▸ **The exercise**: Arrange the lines below as a numbered list, skipping any blank lines and leaving the pictures out of your answer.

▸ **Raw records**:
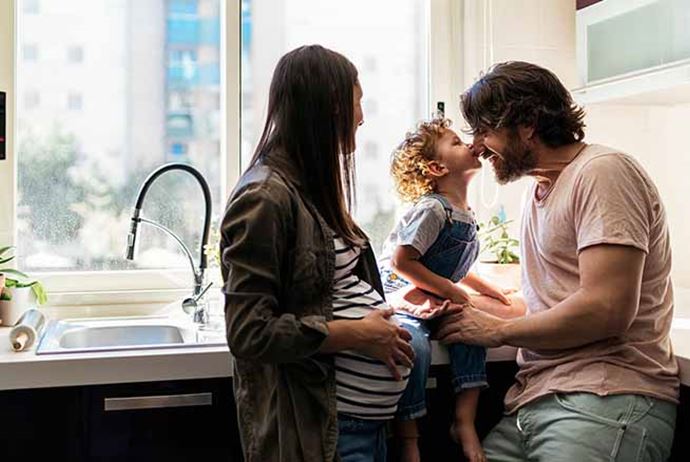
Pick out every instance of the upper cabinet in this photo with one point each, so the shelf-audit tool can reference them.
(633, 51)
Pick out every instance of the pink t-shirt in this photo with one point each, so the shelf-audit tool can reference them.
(602, 196)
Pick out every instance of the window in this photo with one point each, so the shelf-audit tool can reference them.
(75, 54)
(74, 101)
(149, 96)
(30, 52)
(386, 39)
(78, 172)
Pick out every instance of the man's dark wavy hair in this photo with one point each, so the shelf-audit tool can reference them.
(517, 93)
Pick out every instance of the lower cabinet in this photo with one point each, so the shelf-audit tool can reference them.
(160, 421)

▸ **Response to the exercise**:
1. Pick out every instance of the upper cabinet in this photo with one point each, so the shelf-audit tool can reference them.
2. (633, 51)
3. Pick out every instance of the pink t-shirt in this photo with one point each, so the shelf-audit tool can reference them.
4. (602, 196)
5. Pick out every instance of the window in this photo with one point each, so the shelf-audit tool can reference them.
6. (75, 54)
7. (74, 101)
8. (149, 96)
9. (30, 52)
10. (386, 39)
11. (78, 172)
12. Pick out every instance of the man's dark wavy hair in this photo with one point each, so the shelf-audit tool can reference them.
13. (517, 93)
14. Pick out every instance of the lower cabinet in this photo with one point each, so the shelf-audit tool can reference them.
15. (160, 421)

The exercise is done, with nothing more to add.